_WORK REQUEST_.
Translate this sentence from the text on weight-loss plateaus into Spanish: "A tablespoon of olive oil is about 120 kcal."

First: fat loss and weight loss are not the same thing

The scale measures total body mass — fat, muscle, water, food in transit, glycogen, and everything else. Fat loss is happening continuously in a real deficit. But the scale can stay flat, or even go up, for days or weeks at a time because the other components fluctuate.

This is the single most important thing to understand before diagnosing a "plateau." Most people who think their deficit stopped working are actually losing fat steadily — they just cannot see it through the noise of water fluctuation. Weigh yourself daily and track the weekly average. A flat daily number combined with a declining weekly average is fat loss. A flat weekly average for three or more weeks is a real plateau.

The most likely reasons, in order

Reason 1 — most common
You are eating more than you think

Multiple studies have found that people underreport their calorie intake by an average of 20 to 40% — and the underreporting is worse in people who believe they are tracking carefully. The main culprits are not obvious binges. They are cooking oils that do not get measured, nuts eaten by the handful, sauces added to dishes, and portion sizes that look like one serving but weigh considerably more.

A tablespoon of olive oil is about 120 kcal. If you are pouring it by eye rather than measuring, two tablespoons becomes entirely plausible — that is 240 kcal you may not have logged. Do this three times across a day and you have added 720 kcal to a log that shows nothing unusual.

Fix: Weigh food with a kitchen scale for two to four weeks, including cooking fats. Log everything before you eat it, not from memory afterwards. Use apps like MyFitnessPal or Cronometer to find where the calories are hiding.
Reason 2 — very common
Water retention is masking your fat loss

Your body holds water for a surprisingly long list of reasons: high sodium intake, carbohydrate consumption, stress, poor sleep, hormonal fluctuations, inflammation from new exercise, and even the simple fact of digesting a large meal. This water retention can add 1 to 3kg to your scale weight on any given day, completely independently of fat mass.

_GIVEN INFORMATION_.
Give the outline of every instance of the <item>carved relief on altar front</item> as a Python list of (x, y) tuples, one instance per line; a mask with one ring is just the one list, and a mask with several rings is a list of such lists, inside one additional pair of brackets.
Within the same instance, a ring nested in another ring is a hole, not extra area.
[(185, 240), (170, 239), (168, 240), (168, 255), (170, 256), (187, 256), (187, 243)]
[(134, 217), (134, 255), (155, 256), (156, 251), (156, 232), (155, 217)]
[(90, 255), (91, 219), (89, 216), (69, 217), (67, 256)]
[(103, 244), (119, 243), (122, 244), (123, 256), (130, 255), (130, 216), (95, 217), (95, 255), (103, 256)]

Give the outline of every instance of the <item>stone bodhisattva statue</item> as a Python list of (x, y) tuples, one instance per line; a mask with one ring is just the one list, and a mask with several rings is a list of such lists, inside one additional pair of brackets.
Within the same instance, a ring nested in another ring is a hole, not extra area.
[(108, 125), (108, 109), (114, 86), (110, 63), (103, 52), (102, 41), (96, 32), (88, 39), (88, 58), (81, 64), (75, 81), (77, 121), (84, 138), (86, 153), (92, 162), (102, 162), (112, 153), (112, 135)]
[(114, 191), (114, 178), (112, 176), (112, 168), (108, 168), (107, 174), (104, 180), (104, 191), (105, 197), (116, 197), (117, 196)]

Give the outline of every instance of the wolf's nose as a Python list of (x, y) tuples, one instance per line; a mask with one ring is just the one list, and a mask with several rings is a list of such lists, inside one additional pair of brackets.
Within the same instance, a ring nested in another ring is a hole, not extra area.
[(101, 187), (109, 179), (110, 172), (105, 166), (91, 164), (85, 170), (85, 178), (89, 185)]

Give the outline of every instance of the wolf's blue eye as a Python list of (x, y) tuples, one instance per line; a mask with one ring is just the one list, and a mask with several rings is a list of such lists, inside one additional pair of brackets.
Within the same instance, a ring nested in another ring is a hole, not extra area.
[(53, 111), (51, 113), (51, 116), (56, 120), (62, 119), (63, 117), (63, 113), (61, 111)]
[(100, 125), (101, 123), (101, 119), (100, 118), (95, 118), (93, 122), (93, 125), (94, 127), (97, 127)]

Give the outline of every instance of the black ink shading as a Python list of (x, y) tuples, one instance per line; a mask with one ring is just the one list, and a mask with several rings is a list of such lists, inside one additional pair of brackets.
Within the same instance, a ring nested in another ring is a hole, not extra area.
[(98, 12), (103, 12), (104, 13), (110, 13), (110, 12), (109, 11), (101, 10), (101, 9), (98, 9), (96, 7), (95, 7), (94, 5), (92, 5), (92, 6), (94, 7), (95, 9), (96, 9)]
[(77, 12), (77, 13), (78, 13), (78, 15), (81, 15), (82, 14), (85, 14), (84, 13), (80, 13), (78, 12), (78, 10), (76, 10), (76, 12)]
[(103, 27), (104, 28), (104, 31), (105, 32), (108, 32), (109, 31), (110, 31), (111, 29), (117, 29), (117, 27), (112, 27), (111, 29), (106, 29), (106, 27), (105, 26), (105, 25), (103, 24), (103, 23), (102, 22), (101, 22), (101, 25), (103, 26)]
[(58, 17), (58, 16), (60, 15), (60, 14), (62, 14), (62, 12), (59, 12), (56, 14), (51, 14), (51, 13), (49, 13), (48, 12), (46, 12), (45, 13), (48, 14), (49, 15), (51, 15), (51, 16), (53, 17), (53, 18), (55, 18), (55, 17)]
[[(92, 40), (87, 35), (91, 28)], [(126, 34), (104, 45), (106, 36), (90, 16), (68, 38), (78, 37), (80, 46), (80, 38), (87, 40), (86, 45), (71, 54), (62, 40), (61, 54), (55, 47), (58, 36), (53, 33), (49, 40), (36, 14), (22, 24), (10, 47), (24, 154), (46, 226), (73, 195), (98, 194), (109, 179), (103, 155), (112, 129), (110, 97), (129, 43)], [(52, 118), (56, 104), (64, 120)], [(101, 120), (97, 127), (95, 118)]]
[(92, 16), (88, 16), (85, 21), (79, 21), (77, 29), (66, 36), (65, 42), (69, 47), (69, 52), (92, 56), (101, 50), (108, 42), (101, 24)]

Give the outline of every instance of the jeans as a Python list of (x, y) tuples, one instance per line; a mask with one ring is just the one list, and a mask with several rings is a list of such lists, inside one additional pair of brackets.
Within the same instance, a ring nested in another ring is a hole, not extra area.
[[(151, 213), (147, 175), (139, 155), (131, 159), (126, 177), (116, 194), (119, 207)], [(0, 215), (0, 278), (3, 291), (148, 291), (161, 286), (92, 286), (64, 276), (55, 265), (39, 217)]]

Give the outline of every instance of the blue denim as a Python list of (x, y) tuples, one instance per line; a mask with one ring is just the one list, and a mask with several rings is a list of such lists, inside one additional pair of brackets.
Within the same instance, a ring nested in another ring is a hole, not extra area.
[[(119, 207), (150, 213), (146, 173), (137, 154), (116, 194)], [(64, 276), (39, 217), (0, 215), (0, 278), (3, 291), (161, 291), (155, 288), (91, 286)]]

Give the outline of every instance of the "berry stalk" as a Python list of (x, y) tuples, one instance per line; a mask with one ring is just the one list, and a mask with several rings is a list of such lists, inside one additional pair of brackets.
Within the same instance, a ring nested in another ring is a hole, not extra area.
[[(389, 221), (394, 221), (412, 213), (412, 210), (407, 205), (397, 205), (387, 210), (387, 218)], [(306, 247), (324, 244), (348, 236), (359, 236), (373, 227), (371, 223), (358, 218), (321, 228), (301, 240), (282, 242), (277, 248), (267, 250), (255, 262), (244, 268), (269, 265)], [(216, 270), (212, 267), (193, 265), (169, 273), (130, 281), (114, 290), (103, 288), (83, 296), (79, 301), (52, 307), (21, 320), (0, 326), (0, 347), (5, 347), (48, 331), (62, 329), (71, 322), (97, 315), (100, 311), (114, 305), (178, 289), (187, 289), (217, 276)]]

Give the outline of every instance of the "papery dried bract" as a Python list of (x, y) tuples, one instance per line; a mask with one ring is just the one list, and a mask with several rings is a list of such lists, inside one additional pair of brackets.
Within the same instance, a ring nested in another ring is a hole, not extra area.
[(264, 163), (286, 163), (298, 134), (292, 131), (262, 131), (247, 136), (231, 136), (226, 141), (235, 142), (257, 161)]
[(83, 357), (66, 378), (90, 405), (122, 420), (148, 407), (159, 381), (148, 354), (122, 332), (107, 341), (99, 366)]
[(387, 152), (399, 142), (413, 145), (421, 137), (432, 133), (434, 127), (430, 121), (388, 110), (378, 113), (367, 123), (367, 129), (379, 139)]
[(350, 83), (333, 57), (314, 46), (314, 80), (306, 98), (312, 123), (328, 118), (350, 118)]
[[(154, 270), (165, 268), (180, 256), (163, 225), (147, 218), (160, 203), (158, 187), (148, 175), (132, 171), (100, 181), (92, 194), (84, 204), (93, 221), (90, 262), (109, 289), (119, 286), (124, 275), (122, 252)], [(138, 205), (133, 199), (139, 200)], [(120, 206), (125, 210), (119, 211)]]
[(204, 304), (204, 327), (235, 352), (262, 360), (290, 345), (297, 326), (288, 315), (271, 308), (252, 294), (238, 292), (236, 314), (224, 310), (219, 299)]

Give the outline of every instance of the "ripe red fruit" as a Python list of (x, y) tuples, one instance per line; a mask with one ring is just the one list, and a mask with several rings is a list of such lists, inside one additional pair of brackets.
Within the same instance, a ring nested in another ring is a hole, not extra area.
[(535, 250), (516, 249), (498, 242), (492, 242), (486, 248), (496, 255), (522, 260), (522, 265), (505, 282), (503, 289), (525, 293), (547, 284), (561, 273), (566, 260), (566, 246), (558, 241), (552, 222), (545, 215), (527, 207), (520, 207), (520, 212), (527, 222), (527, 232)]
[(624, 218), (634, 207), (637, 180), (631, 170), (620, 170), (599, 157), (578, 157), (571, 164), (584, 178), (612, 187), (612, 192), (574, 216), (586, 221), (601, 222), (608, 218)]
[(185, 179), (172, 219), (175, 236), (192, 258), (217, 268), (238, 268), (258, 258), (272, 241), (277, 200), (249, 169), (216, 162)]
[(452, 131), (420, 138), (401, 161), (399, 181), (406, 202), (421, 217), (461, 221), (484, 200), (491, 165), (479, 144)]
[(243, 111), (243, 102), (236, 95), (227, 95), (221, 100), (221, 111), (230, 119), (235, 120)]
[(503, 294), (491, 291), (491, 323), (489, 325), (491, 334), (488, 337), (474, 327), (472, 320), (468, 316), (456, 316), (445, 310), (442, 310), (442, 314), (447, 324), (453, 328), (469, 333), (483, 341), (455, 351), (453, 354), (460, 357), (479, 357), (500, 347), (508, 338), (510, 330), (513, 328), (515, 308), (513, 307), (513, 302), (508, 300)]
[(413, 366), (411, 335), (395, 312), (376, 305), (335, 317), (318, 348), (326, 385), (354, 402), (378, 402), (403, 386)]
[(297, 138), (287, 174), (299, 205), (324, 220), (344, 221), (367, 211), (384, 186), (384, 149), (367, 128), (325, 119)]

_TASK SOLUTION_.
Una cucharada de aceite de oliva tiene unas 120 kcal.